• _DATA EXTRACT_
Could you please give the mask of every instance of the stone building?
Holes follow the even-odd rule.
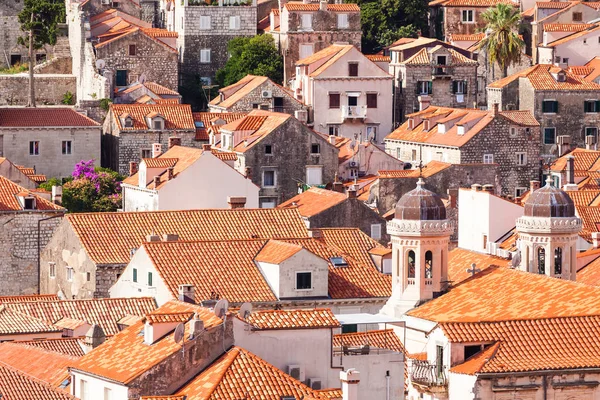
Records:
[[[130,162],[166,150],[171,137],[182,146],[196,145],[187,104],[111,104],[102,131],[102,165],[123,175],[129,175]]]
[[[256,35],[256,0],[161,0],[161,15],[178,34],[180,83],[198,76],[210,84],[229,58],[227,43]]]
[[[428,105],[473,108],[477,60],[471,52],[436,39],[418,38],[389,48],[394,76],[395,122]]]
[[[539,177],[540,124],[530,111],[430,106],[407,117],[385,139],[386,151],[401,160],[497,164],[499,193],[515,197]]]
[[[237,154],[235,169],[260,186],[259,206],[275,207],[303,186],[333,182],[339,150],[296,118],[255,110],[220,128],[218,148]]]
[[[296,75],[296,63],[336,42],[349,43],[360,50],[362,30],[360,8],[356,4],[320,2],[280,2],[270,14],[268,33],[283,54],[283,82],[287,86]]]
[[[67,210],[0,176],[0,295],[37,293],[38,254]]]
[[[569,71],[539,64],[487,87],[488,108],[531,110],[541,125],[540,155],[561,156],[571,146],[598,143],[600,85]],[[590,137],[590,138],[588,138]]]
[[[219,95],[208,104],[208,109],[221,113],[248,113],[260,109],[294,115],[303,122],[308,118],[306,106],[266,76],[247,75],[219,89]]]
[[[49,178],[100,160],[100,137],[100,124],[71,108],[0,108],[0,157]]]

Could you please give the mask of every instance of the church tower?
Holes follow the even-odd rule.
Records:
[[[523,271],[561,279],[576,278],[577,238],[581,219],[569,195],[552,186],[533,192],[525,202],[524,215],[517,219],[519,254],[514,262]]]
[[[441,198],[423,188],[406,193],[396,204],[387,231],[392,242],[392,296],[382,313],[400,317],[437,297],[448,281],[448,242],[454,231]]]

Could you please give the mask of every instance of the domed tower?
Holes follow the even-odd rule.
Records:
[[[423,188],[396,204],[387,231],[392,241],[392,297],[382,312],[400,316],[439,295],[448,280],[448,242],[454,231],[441,198]]]
[[[573,200],[552,186],[549,177],[546,186],[529,196],[524,215],[517,219],[519,269],[574,281],[580,230]]]

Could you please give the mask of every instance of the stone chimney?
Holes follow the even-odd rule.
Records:
[[[83,339],[83,352],[89,353],[106,340],[106,335],[99,325],[92,325]]]
[[[244,208],[246,205],[246,197],[244,196],[227,196],[227,204],[232,210]]]
[[[135,161],[129,161],[129,176],[134,175],[137,172],[137,163]]]
[[[152,158],[159,157],[162,154],[162,144],[152,143]]]
[[[170,136],[169,137],[169,148],[173,146],[181,146],[181,138],[178,136]]]
[[[179,285],[179,301],[195,304],[196,288],[191,284]]]
[[[360,373],[354,368],[340,371],[340,380],[342,381],[342,400],[358,400]]]

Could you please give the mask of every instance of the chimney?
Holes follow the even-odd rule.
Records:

• _WRITTEN PROBLEM_
Render the rows above as a Markdown table with the columns Line No. and Content, numbering each row in order, skipping blank lines and leaving out the pictures.

• _FINAL RESULT_
| Line No. | Content |
|---|---|
| 1 | Could you please give the mask of every instance of the stone building? |
| 2 | Holes follow the even-odd rule. |
| 3 | Records: |
| 4 | [[[130,162],[166,150],[171,137],[182,146],[196,145],[187,104],[111,104],[102,131],[102,165],[123,175],[129,175]]] |
| 5 | [[[256,35],[256,0],[161,0],[161,15],[178,34],[180,83],[198,76],[210,84],[229,58],[227,43]]] |
| 6 | [[[428,105],[473,108],[477,60],[471,52],[436,39],[418,38],[389,48],[394,76],[395,122]]] |
| 7 | [[[539,177],[540,124],[530,111],[430,106],[407,117],[385,139],[386,151],[401,160],[497,164],[499,193],[515,197]]] |
| 8 | [[[237,154],[235,169],[260,186],[259,206],[275,207],[303,186],[333,182],[339,150],[296,118],[255,110],[220,128],[218,148]]] |
| 9 | [[[296,75],[296,63],[336,42],[349,43],[360,50],[362,30],[360,8],[356,4],[320,2],[280,2],[270,14],[268,33],[283,54],[283,82],[287,86]]] |
| 10 | [[[67,210],[0,176],[0,295],[37,293],[38,254]]] |
| 11 | [[[569,71],[539,64],[487,87],[488,108],[531,110],[541,125],[540,155],[561,156],[571,146],[598,143],[600,85]],[[590,137],[590,138],[588,138]]] |
| 12 | [[[219,95],[208,104],[208,109],[221,113],[248,113],[260,109],[294,115],[303,122],[308,118],[306,106],[266,76],[247,75],[219,89]]] |
| 13 | [[[49,178],[100,160],[100,137],[100,124],[71,108],[0,108],[0,157]]] |
| 14 | Could you please give the mask of every instance of the church tower? |
| 15 | Holes follow the even-odd rule. |
| 16 | Records: |
| 17 | [[[523,271],[561,279],[576,278],[577,238],[581,219],[569,195],[552,186],[533,192],[525,202],[524,215],[517,219],[519,254],[514,262]]] |
| 18 | [[[441,198],[423,188],[406,193],[396,204],[387,231],[392,242],[392,296],[382,313],[400,317],[437,297],[448,281],[448,242],[454,231]]] |
| 19 | Could you please give the mask of every instance of the domed tower? |
| 20 | Holes follow the even-odd rule. |
| 21 | Records: |
| 22 | [[[423,188],[396,204],[387,231],[392,241],[392,297],[382,312],[400,316],[439,295],[448,280],[448,242],[454,231],[441,198]]] |
| 23 | [[[573,200],[552,186],[549,177],[546,186],[529,196],[524,215],[517,219],[519,269],[574,281],[580,230]]] |
| 24 | Could you please give the mask of every instance of the stone chimney? |
| 25 | Holes follow the even-odd rule. |
| 26 | Records: |
| 27 | [[[83,339],[83,352],[89,353],[106,340],[106,335],[99,325],[92,325]]] |
| 28 | [[[244,208],[246,205],[246,197],[244,196],[227,196],[227,204],[232,210]]] |
| 29 | [[[135,161],[129,161],[129,176],[134,175],[137,172],[137,163]]] |
| 30 | [[[152,158],[159,157],[162,154],[162,144],[152,143]]] |
| 31 | [[[170,136],[169,137],[169,148],[173,146],[181,146],[181,138],[178,136]]] |
| 32 | [[[179,285],[179,301],[195,304],[196,288],[191,284]]] |
| 33 | [[[360,373],[354,368],[340,371],[340,380],[342,381],[342,400],[358,400]]] |
| 34 | Could you please give the mask of every instance of the chimney? |
| 35 | Holes follow the even-odd rule. |
| 36 | Records: |